[Entries from a dataset]
* * *
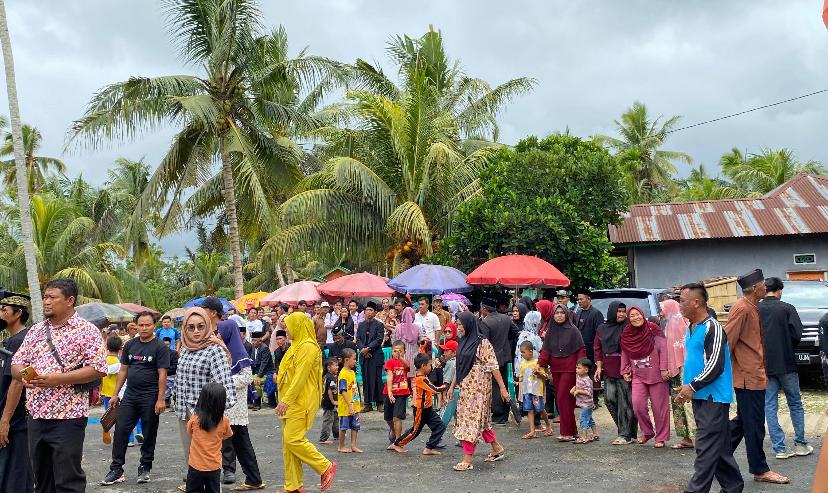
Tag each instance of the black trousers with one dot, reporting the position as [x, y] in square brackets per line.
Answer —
[239, 446]
[714, 456]
[500, 409]
[203, 481]
[749, 424]
[56, 449]
[130, 410]
[425, 416]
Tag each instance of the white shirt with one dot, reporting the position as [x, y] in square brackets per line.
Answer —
[429, 323]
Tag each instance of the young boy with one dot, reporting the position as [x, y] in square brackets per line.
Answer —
[583, 399]
[424, 413]
[531, 380]
[349, 402]
[330, 398]
[396, 391]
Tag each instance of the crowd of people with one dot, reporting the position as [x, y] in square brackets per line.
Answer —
[447, 365]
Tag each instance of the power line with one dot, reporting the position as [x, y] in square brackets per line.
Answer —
[748, 111]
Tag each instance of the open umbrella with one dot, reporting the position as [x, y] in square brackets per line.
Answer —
[136, 309]
[518, 271]
[360, 284]
[431, 279]
[103, 314]
[248, 300]
[292, 293]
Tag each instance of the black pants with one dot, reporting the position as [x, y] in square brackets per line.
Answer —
[424, 416]
[55, 449]
[129, 412]
[749, 424]
[239, 446]
[206, 481]
[500, 410]
[714, 456]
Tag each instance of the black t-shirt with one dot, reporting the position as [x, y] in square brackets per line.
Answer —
[330, 384]
[143, 360]
[12, 344]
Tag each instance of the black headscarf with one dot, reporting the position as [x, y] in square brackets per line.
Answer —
[467, 349]
[564, 339]
[610, 331]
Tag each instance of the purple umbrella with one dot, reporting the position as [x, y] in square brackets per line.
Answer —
[431, 279]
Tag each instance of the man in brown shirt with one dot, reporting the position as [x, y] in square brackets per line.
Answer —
[747, 355]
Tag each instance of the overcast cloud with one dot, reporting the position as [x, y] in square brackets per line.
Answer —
[591, 60]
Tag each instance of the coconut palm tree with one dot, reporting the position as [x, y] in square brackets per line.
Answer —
[29, 254]
[639, 146]
[224, 115]
[38, 167]
[761, 173]
[404, 157]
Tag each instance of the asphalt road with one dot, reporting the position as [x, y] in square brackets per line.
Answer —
[530, 465]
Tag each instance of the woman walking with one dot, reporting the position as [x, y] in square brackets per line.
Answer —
[675, 328]
[644, 363]
[617, 391]
[476, 366]
[300, 390]
[562, 347]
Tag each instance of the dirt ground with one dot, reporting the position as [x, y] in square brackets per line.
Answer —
[530, 465]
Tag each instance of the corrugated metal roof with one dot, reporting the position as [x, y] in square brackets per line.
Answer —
[799, 206]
* * *
§ What to work on:
Format the lines of the data above as a JSON list of strings, one string per line with blank lines omitted, starting at the line that contains "Tag each instance of the woman" and ending at the end of the data.

§ The response:
[
  "Tag each instance of the woman walking with one dot, reporting the position as [x, y] in square brackets per line.",
  "Answer —",
  "[675, 328]",
  "[644, 363]",
  "[617, 391]",
  "[476, 366]",
  "[300, 390]",
  "[562, 347]",
  "Tag each instance of the dirt ground with one dot, reporting the position as [x, y] in square brackets per line.",
  "Answer —",
  "[530, 465]",
  "Tag each instance of the corrugated metal roof with one dot, reporting the position as [x, y] in square brackets per line.",
  "Answer —",
  "[799, 206]"
]